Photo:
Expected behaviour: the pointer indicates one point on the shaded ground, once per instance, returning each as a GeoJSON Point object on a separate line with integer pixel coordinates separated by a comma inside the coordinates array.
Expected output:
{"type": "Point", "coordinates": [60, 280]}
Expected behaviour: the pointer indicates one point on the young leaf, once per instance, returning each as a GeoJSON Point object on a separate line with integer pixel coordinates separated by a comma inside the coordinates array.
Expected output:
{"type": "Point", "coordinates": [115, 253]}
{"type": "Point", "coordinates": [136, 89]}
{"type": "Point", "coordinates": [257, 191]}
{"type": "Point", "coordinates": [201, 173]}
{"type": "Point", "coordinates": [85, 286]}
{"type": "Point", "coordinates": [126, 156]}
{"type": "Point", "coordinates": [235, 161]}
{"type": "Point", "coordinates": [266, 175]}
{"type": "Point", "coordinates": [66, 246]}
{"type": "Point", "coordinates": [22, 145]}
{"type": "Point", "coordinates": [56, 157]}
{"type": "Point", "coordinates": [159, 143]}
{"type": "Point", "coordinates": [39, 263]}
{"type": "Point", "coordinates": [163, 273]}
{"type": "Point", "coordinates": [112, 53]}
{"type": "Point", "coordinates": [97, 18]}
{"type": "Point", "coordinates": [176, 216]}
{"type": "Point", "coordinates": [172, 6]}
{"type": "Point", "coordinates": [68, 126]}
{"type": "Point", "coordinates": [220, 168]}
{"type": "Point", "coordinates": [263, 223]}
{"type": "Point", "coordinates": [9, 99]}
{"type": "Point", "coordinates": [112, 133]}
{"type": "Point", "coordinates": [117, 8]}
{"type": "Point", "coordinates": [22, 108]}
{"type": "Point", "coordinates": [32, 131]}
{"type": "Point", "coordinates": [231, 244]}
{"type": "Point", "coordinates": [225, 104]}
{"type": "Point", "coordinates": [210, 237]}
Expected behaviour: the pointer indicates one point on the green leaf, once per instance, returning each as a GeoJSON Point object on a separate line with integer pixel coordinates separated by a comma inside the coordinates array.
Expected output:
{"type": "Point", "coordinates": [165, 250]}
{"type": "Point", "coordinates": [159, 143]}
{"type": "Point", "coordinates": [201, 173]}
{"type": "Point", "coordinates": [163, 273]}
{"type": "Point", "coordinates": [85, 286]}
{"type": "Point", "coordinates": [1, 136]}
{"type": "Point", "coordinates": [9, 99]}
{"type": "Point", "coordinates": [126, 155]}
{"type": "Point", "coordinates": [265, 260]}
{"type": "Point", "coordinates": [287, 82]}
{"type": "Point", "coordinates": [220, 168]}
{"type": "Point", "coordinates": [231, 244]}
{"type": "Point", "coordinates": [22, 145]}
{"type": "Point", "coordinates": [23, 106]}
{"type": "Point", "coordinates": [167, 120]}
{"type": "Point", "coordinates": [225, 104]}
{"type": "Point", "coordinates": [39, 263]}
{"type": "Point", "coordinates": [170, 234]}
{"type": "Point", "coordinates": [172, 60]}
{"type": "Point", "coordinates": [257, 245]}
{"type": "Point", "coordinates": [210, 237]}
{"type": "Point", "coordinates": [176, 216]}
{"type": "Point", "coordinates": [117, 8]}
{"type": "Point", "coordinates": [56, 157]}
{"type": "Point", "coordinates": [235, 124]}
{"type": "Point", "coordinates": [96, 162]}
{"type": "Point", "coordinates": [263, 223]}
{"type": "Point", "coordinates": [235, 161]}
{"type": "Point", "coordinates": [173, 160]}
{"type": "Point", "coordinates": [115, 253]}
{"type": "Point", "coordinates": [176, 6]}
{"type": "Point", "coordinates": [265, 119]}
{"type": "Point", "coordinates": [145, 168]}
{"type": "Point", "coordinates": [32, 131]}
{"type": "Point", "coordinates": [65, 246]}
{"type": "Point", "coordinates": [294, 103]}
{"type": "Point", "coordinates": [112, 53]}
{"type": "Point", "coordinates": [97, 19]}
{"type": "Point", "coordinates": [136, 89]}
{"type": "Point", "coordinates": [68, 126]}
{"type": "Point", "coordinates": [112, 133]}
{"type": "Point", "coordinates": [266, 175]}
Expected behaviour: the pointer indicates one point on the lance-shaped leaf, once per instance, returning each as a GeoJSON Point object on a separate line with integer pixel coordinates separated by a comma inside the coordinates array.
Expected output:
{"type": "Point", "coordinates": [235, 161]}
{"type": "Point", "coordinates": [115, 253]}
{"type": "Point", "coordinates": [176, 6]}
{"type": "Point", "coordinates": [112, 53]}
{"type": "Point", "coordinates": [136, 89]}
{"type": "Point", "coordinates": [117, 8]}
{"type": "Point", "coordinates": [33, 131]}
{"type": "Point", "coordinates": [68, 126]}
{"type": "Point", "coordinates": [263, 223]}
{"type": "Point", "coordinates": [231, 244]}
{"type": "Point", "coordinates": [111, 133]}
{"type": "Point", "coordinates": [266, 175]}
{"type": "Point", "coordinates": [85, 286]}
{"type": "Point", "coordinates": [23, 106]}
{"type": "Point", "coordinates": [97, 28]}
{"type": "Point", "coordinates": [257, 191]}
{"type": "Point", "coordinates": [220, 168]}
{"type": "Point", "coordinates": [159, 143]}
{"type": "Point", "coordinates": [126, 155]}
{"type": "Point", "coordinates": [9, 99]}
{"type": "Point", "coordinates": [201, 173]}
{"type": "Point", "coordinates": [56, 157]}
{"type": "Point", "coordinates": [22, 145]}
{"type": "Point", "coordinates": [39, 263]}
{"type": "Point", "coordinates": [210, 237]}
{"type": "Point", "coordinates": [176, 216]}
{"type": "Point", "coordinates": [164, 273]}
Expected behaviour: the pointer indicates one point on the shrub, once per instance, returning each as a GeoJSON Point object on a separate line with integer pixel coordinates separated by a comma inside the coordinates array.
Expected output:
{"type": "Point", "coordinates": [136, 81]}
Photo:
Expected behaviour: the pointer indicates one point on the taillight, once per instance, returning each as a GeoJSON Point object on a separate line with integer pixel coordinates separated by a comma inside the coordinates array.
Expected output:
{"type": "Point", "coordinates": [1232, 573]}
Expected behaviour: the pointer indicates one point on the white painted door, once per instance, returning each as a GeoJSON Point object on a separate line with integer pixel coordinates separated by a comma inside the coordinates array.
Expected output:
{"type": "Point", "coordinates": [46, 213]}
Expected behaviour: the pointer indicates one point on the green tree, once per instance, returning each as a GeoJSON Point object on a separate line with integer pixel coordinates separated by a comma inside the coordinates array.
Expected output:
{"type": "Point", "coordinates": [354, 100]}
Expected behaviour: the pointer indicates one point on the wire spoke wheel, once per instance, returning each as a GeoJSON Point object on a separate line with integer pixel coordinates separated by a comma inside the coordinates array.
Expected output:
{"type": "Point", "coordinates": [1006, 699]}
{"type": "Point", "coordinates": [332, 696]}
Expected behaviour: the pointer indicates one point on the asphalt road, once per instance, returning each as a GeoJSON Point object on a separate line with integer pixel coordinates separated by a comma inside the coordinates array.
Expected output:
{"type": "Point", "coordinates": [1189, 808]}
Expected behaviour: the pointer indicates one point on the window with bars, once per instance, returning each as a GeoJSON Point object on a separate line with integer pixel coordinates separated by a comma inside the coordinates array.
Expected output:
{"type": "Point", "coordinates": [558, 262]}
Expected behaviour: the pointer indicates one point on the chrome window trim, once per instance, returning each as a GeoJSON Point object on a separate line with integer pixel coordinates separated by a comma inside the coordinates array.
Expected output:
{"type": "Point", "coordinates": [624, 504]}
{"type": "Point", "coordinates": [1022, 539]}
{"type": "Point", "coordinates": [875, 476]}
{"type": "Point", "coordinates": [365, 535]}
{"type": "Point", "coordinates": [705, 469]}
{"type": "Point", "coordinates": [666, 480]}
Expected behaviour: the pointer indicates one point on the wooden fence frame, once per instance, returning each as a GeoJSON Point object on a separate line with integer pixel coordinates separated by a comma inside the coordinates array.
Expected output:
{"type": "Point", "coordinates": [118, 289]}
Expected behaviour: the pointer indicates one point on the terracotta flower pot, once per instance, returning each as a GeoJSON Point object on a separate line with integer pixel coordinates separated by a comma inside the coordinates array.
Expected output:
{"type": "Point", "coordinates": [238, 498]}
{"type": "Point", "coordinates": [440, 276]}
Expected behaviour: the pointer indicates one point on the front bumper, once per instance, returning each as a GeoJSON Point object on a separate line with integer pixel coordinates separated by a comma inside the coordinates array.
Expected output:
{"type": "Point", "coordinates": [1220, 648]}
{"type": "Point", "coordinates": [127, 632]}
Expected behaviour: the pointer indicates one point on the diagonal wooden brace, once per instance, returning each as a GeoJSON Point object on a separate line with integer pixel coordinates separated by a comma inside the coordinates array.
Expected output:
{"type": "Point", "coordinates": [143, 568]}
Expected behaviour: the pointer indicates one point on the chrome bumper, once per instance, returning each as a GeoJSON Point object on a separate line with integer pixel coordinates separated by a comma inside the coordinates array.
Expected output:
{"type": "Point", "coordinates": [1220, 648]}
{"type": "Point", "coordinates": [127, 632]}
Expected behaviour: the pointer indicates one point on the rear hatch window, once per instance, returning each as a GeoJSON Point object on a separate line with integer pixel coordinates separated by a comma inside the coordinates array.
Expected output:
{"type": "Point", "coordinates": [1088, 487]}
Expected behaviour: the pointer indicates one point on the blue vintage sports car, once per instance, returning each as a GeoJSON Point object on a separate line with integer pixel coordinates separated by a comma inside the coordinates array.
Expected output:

## WHAT YOU SHOULD DO
Copy exactly, and only, the lines from the one containing "Expected behaviour: the pointer indicates one point on the rear" through the last line of the listing.

## COMPLETED EXERCISE
Expected behaviour: the pointer indicates one point on the rear hatch window, once per instance, returning each as a GeoJSON Point object on a separate line with integer pixel coordinates separated by a comma inside the coordinates array.
Expected output:
{"type": "Point", "coordinates": [1088, 487]}
Expected behaviour: the pointer indicates one point on the blue vintage sports car, once per instance, returning each as a GeoJSON Point object on a separate line with integer pixel coordinates separated by a comma inside the coordinates array.
Expected output:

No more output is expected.